What the task asks => Starting at the beginning of the records and ending at the line that contains "[350,106,365,241]", reproduce every line, requests included, with each bounding-box coordinate shifted up by 139. Leave out all lines after that one.

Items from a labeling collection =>
_ _ _

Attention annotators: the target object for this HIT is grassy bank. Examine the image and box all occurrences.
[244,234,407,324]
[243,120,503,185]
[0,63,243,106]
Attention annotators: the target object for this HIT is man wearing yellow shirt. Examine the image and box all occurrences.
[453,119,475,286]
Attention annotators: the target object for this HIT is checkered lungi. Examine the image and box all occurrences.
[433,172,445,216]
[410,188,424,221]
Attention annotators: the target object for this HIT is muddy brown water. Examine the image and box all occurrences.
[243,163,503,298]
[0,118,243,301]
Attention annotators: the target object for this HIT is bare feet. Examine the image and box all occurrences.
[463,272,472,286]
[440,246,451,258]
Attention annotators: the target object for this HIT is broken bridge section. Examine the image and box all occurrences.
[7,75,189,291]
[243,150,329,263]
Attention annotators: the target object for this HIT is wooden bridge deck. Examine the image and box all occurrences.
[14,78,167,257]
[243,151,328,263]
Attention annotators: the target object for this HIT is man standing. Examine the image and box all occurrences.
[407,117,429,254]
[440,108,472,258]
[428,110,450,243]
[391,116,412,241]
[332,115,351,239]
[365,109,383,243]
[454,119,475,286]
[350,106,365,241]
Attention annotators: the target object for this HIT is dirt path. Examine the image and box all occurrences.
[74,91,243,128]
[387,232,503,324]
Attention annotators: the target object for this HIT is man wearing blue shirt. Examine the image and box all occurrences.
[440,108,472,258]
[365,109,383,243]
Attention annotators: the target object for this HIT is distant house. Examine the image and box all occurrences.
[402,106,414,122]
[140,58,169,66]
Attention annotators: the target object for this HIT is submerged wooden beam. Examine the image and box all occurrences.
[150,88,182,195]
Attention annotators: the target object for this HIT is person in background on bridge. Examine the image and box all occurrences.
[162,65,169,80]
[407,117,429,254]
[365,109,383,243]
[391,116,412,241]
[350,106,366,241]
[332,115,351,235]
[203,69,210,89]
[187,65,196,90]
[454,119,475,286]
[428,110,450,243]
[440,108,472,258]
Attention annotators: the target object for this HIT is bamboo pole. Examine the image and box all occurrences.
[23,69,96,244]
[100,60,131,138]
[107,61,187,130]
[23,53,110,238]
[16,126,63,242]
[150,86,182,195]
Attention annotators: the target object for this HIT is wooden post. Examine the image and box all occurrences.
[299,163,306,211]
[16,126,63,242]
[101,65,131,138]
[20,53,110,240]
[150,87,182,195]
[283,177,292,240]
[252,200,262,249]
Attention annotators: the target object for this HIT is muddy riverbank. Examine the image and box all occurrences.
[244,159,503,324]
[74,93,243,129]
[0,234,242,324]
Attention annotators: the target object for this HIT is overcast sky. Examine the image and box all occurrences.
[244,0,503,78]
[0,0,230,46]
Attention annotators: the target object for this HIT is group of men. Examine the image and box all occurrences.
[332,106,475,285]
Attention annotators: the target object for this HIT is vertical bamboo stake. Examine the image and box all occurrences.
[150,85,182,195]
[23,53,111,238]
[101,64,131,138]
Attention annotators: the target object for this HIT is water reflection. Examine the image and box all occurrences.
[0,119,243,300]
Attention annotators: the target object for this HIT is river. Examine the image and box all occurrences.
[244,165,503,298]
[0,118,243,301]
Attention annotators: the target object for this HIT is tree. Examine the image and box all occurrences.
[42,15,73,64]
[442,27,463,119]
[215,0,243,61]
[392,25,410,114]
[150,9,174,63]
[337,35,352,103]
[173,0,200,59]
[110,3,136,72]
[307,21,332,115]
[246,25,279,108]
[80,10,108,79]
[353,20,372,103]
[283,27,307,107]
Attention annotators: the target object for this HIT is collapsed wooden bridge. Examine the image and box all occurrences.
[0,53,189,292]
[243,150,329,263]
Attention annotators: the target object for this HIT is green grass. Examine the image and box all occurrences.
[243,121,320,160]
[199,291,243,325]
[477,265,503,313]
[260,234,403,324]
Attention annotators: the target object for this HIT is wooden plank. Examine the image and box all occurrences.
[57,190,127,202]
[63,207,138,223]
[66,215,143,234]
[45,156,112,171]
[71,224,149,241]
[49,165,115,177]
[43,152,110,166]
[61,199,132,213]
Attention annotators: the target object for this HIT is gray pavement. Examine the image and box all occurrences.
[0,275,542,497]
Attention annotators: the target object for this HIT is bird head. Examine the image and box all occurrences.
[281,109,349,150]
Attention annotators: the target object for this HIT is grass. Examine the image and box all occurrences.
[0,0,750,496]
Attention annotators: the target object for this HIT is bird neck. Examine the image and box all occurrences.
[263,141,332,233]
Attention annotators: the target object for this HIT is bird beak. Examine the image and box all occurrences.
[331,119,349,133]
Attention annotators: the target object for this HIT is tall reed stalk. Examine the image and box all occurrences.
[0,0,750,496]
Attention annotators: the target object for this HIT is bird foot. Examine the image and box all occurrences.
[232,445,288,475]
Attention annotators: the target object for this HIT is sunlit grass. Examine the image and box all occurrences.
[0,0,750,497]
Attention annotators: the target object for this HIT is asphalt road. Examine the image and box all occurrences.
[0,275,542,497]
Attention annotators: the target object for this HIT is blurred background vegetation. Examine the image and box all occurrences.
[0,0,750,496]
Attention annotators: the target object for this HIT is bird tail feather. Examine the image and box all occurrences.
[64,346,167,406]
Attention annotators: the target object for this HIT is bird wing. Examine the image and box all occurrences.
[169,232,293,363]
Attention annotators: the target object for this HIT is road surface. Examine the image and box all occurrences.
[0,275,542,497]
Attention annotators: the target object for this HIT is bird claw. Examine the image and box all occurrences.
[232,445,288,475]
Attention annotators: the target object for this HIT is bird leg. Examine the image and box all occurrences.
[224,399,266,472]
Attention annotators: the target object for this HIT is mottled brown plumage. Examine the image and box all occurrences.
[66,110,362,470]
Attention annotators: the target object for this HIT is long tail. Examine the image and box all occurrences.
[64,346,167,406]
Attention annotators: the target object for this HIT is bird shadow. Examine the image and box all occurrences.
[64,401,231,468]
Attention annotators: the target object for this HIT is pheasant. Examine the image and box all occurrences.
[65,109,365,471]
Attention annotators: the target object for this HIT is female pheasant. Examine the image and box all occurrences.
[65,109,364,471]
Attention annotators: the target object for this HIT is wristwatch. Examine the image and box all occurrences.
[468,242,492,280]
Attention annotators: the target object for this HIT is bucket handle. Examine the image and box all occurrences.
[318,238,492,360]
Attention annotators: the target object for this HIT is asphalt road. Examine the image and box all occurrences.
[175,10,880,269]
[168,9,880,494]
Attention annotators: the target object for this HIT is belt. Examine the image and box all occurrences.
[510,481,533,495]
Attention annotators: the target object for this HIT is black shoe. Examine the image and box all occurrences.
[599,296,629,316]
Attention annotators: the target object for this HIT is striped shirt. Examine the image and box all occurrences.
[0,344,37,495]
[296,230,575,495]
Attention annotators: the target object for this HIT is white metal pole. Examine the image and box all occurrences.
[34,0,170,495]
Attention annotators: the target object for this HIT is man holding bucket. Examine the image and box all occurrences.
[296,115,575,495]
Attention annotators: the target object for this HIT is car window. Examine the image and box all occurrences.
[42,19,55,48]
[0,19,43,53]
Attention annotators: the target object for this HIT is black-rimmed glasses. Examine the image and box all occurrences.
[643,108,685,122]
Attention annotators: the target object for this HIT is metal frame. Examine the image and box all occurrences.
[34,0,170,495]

_ _ _

Task output =>
Attention annotators: the target object for this HIT is grassy bank. Examine the image and box all occurrences.
[383,373,546,463]
[382,259,642,324]
[139,202,382,245]
Attention annotators: the target object for this HIT is man wearing yellow shirt. Examine the image and box all occurrences.
[592,258,614,425]
Attention annotators: the target object for this HIT is checkered lungi. Examine the image and box all occurrences.
[572,311,584,355]
[549,327,563,360]
Attention annotators: the target object for this HIT is muddy brown water. Examine the image and box all occurrences.
[382,302,642,437]
[139,257,382,440]
Attention annotators: the target object for this HIT is bare feet. Examine the image and box all occurrences.
[602,411,611,425]
[579,385,590,397]
Attention annotators: the target object for this HIT is broken bridge section. Examine the image and box all occurrences.
[146,214,328,430]
[382,289,468,402]
Attention annotators: the target object for this HIT is wooden bridge deck. Examine the image and box all occurrences.
[153,217,306,396]
[382,290,467,402]
Attention annotators: the target object for this HIT is man standing. Examine the image and box all occurrences.
[546,256,568,393]
[579,247,611,397]
[567,249,589,382]
[530,255,551,380]
[471,254,490,378]
[504,248,522,382]
[593,258,614,425]
[489,245,504,380]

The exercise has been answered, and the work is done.